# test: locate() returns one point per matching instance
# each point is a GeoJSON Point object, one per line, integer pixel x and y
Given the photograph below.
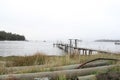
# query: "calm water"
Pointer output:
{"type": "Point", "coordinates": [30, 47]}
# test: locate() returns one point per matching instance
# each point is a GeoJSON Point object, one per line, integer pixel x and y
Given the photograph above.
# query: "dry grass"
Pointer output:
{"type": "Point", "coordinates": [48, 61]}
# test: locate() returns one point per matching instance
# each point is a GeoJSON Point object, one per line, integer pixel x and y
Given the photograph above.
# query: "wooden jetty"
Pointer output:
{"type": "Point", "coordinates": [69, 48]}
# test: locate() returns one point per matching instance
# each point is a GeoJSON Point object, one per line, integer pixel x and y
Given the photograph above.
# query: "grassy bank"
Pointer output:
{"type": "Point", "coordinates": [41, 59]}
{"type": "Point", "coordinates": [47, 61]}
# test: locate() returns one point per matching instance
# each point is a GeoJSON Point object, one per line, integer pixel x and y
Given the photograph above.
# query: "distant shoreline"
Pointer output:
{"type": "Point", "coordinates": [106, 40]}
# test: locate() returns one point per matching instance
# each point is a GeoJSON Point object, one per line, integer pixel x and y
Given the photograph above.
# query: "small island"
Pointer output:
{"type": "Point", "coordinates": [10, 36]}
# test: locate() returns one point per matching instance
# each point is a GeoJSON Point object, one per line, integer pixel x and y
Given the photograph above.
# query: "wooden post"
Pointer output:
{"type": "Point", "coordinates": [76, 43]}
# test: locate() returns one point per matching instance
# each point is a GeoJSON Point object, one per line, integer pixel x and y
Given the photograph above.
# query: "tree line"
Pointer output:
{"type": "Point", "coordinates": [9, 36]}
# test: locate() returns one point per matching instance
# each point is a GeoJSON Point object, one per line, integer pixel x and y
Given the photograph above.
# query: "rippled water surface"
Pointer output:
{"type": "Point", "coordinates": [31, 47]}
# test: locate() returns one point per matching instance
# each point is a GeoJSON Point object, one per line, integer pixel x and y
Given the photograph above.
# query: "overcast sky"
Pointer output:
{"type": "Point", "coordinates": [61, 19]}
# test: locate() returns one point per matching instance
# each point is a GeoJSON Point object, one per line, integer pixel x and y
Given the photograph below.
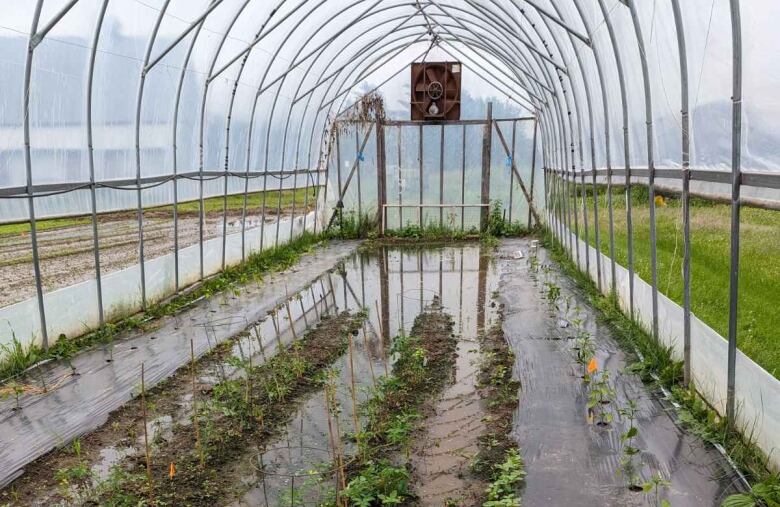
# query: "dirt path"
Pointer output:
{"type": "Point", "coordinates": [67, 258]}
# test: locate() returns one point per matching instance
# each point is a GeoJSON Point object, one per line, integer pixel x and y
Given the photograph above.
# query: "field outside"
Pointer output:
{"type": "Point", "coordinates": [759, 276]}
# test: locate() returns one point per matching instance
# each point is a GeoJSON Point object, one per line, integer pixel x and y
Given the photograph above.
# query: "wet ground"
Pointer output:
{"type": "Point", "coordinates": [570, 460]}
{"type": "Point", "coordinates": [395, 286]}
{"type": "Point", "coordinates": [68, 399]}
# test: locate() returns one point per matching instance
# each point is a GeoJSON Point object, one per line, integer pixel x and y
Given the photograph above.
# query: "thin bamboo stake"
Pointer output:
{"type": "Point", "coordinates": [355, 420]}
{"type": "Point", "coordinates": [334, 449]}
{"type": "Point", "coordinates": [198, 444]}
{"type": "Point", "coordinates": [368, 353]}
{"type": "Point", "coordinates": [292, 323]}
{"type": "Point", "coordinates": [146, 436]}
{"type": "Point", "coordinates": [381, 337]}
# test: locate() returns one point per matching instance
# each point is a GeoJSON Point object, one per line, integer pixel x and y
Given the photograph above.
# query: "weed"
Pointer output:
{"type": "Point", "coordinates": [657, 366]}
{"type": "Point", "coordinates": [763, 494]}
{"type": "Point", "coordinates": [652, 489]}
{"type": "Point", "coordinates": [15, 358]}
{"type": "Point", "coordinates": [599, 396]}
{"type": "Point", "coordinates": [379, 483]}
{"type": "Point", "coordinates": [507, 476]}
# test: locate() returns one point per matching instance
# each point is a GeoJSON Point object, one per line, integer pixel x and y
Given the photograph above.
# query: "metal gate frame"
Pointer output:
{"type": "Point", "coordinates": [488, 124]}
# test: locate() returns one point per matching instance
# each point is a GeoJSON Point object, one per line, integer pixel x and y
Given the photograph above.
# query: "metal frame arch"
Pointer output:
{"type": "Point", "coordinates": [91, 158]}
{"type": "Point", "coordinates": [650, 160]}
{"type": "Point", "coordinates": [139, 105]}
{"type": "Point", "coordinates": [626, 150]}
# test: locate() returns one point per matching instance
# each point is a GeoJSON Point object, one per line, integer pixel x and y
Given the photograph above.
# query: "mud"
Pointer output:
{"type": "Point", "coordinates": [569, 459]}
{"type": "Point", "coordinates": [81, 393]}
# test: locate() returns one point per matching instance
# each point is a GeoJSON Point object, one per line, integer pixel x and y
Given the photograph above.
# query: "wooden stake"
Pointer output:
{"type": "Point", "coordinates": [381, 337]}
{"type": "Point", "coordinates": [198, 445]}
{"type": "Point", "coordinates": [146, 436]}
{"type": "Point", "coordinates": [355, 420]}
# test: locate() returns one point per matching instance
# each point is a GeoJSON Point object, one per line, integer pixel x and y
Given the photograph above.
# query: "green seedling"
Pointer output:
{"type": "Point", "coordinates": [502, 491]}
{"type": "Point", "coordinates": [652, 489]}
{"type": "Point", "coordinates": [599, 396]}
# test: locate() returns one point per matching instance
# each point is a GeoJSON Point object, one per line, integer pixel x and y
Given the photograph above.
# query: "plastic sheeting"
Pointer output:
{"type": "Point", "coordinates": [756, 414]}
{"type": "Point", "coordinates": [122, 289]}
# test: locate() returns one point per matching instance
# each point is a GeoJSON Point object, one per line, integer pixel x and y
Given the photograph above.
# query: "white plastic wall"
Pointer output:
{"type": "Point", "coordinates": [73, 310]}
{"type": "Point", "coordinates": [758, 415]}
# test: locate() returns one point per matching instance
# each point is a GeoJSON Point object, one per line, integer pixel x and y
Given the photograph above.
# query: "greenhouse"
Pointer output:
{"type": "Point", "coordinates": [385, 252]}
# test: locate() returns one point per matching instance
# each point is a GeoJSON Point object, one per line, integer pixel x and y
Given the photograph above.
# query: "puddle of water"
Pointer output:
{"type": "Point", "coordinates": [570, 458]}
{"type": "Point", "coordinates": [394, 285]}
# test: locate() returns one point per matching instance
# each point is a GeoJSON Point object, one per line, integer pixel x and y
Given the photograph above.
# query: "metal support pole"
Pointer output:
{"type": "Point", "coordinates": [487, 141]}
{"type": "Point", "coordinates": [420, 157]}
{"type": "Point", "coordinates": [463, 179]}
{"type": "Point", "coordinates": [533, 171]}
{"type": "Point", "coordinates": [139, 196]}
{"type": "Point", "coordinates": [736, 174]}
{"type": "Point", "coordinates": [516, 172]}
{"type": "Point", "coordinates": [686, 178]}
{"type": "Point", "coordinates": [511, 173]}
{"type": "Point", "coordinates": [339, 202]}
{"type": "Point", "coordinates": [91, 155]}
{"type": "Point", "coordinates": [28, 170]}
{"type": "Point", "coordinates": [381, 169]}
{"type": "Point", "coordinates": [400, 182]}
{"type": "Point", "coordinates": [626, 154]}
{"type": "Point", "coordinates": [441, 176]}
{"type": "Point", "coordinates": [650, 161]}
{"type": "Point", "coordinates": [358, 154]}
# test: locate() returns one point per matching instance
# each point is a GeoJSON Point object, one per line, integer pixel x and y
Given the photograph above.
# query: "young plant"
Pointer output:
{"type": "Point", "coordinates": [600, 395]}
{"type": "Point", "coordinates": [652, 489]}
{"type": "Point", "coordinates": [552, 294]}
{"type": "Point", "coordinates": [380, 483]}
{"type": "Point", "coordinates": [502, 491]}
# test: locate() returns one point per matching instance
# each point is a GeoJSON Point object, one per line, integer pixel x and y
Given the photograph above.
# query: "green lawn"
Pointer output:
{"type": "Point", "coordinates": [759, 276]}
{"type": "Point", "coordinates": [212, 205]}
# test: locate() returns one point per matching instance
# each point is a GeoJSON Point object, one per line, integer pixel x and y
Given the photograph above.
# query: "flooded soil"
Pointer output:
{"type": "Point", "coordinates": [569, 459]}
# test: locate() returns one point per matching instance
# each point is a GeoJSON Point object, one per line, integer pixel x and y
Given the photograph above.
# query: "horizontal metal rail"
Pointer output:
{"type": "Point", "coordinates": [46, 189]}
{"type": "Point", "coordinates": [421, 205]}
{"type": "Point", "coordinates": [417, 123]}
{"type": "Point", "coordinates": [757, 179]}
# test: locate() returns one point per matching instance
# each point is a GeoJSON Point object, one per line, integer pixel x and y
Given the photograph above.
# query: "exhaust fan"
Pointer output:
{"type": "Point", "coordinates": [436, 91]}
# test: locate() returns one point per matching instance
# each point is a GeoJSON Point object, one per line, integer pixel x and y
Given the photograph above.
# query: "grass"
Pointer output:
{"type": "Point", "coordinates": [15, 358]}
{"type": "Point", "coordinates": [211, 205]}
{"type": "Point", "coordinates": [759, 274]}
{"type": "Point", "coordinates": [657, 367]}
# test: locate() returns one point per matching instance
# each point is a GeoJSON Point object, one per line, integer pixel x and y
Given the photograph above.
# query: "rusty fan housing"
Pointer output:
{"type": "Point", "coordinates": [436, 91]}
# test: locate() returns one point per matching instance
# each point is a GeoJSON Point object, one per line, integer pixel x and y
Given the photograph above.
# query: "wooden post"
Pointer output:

▬▬▬

▸ **Activity**
Report each line of the data that includes the string "wooden".

▸ **Completed exercise**
# query: "wooden jetty"
# query: "wooden post"
# query: "wooden stake"
# query: "wooden post"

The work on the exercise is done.